Put the lines below into a Markdown table with the columns "Row" and "Text", one numbered row per line, omitting blank lines and leaving the pictures out.
□ □ □
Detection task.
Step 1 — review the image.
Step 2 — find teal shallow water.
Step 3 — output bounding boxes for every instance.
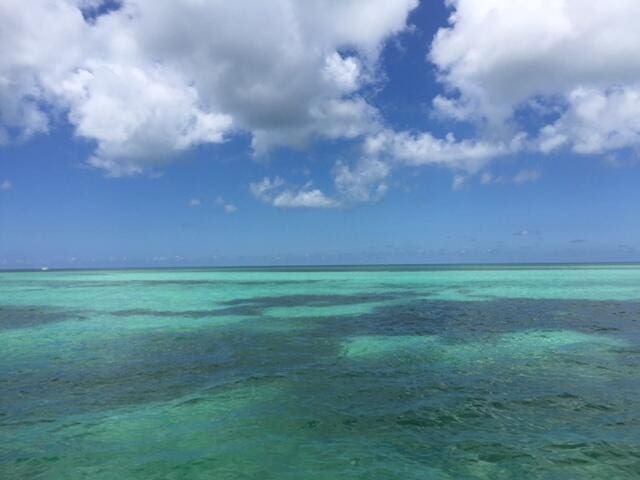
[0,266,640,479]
□ □ □
* CORRECT ANSWER:
| Row | Text |
|---|---|
| 1 | Detection task. |
| 2 | Step 1 — review the image. |
| 3 | Step 2 — find teal shallow water. |
| 4 | Step 3 — output bounding boxes for every instance. |
| 5 | [0,266,640,479] |